┌──

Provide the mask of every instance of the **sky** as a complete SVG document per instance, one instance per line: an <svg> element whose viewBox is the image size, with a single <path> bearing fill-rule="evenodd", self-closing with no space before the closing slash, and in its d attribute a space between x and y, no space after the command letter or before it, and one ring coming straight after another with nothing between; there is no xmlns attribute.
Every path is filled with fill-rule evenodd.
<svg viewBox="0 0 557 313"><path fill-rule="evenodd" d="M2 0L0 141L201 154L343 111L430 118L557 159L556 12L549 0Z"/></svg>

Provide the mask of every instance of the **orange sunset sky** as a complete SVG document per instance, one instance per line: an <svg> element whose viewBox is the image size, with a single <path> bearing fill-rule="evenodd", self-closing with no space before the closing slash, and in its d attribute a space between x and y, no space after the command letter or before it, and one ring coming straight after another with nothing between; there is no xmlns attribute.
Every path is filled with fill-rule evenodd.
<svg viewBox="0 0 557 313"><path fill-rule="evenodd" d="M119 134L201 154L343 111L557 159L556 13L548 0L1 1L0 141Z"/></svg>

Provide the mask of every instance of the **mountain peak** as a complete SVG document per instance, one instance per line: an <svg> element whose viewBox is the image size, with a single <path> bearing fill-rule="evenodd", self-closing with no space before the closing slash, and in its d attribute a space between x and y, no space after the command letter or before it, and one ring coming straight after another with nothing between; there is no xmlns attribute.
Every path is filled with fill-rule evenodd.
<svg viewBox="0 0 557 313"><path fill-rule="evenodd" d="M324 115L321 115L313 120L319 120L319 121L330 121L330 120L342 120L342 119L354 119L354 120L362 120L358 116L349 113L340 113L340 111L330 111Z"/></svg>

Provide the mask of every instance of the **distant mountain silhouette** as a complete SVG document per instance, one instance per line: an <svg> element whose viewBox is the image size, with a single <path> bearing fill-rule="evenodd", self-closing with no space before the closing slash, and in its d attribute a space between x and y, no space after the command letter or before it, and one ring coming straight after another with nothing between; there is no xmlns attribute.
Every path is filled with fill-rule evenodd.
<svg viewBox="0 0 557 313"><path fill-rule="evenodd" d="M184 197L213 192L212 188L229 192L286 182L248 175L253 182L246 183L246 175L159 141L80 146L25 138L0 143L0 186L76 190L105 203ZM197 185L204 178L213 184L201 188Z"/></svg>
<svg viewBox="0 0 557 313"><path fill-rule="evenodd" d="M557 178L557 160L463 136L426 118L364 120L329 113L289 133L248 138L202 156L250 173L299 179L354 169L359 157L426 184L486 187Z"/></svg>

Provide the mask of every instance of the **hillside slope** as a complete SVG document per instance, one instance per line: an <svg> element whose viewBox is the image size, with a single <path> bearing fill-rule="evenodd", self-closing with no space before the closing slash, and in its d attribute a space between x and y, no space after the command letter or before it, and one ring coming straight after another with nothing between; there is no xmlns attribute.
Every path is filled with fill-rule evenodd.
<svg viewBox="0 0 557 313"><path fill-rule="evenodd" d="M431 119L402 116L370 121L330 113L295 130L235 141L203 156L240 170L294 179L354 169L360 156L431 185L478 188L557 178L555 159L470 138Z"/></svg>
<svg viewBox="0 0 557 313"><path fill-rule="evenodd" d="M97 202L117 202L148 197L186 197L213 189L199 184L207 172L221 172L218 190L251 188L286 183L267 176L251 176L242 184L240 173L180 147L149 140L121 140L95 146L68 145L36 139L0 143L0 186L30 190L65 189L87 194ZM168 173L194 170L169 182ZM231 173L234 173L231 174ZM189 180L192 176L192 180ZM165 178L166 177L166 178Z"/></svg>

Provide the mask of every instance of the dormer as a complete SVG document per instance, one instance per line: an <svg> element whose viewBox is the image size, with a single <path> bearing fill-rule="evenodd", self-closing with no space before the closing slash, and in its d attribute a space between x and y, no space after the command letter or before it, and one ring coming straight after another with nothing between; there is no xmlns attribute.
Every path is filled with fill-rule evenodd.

└──

> _Task goal_
Print all of the records above again, word for word and unchanged.

> _Finished answer_
Provide the mask of every instance of the **sky** as a complete SVG document per instance, one instance per line: an <svg> element whose viewBox is the image size, with a single <path> bearing fill-rule="evenodd", self-closing with no space before the closing slash, and in its d attribute a space between x and y, no space after the command letter or before it, and one ring coming straight after another with nothing between; there is no xmlns attribute.
Every path is filled with fill-rule evenodd.
<svg viewBox="0 0 557 313"><path fill-rule="evenodd" d="M2 0L0 141L201 154L343 111L430 118L557 159L556 12L549 0Z"/></svg>

Provide the mask of every instance of the **orange sunset sky** as a complete SVG document per instance, one instance per line: an <svg> element whose viewBox is the image size, with a single <path> bearing fill-rule="evenodd", self-closing with no space before the closing slash, and in its d attribute a space between x and y, no space after the command letter or before it, and one ring coming straight after another with nothing between; there is no xmlns attribute.
Every path is filled with fill-rule evenodd.
<svg viewBox="0 0 557 313"><path fill-rule="evenodd" d="M119 134L201 154L343 111L557 159L556 13L548 0L1 1L0 141Z"/></svg>

Provide the mask of every instance of the **mountain peak** as a complete SVG document per instance, one instance per line: an <svg> element whose viewBox is the image size, with a single <path> bearing fill-rule="evenodd", self-closing with no space before the closing slash, and in its d attribute a space between x and y, no space after the command letter or before it, and one ring coming straight after another with nothing between; there is no xmlns attribute.
Every path is filled with fill-rule evenodd.
<svg viewBox="0 0 557 313"><path fill-rule="evenodd" d="M324 115L321 115L313 120L319 120L319 121L330 121L330 120L342 120L342 119L354 119L354 120L362 120L358 116L349 113L340 113L340 111L330 111Z"/></svg>

Provide the mask of every instance of the **distant mountain silhouette** as a complete SVG document per instance, one instance per line: an <svg> element whose viewBox is the image size, with a single <path> bearing fill-rule="evenodd", self-closing with no space before the closing slash, and in its d attribute a space between x and y, no space after the command letter or before it, and one ring coming straight after another with nothing between; there is no xmlns attribute.
Every path is filled with fill-rule evenodd.
<svg viewBox="0 0 557 313"><path fill-rule="evenodd" d="M184 197L213 192L212 188L229 192L286 182L248 175L253 182L246 183L246 175L159 141L80 146L25 138L0 143L0 186L76 190L105 203ZM197 185L204 178L213 184L201 188Z"/></svg>
<svg viewBox="0 0 557 313"><path fill-rule="evenodd" d="M557 178L557 160L463 136L426 118L364 120L329 113L289 133L248 138L202 156L250 173L299 179L354 169L359 157L426 184L486 187Z"/></svg>

Provide the mask of every instance of the **hillside slope** as a complete SVG document per instance, one instance per line: an <svg> element whose viewBox is the image size, with a single <path> bearing fill-rule="evenodd", self-closing with no space before the closing slash, and in its d attribute a space between x and y, no space after the command letter or before it, and one ring coming straight after another with nothing between; there is no xmlns attribute.
Every path is filled with fill-rule evenodd.
<svg viewBox="0 0 557 313"><path fill-rule="evenodd" d="M431 119L402 116L370 121L330 113L295 130L235 141L203 156L240 170L294 179L354 169L360 156L431 185L478 188L557 178L555 159L470 138Z"/></svg>
<svg viewBox="0 0 557 313"><path fill-rule="evenodd" d="M97 202L117 202L148 197L186 197L213 189L199 184L207 172L221 172L218 190L251 188L286 183L267 176L251 176L242 184L240 173L180 147L149 140L121 140L95 146L68 145L36 139L0 143L0 186L30 190L65 189L87 194ZM168 173L194 170L169 182ZM231 173L234 173L231 174ZM189 180L192 176L192 180ZM165 178L166 177L166 178Z"/></svg>

Provide the mask of every instance of the dormer as a complete SVG document per instance, one instance per line: an <svg> element whose viewBox is the image size, with a single <path> bearing fill-rule="evenodd", self-closing with no space before the closing slash, and in its d attribute a space between x and y, no space after the command letter or before it, and one ring coming straight after another with nothing between; there is no xmlns attribute.
Every path is filled with fill-rule evenodd.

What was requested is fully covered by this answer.